[Material to process]:
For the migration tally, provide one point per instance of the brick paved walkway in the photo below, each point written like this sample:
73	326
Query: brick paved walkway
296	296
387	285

[Job]:
Reproduce every entry above verbatim.

[Written response]:
For the migration tally, provide one point per instance of the brick paved walkway in the photo below, each point written like this sample:
73	326
Query: brick paved walkway
296	296
387	285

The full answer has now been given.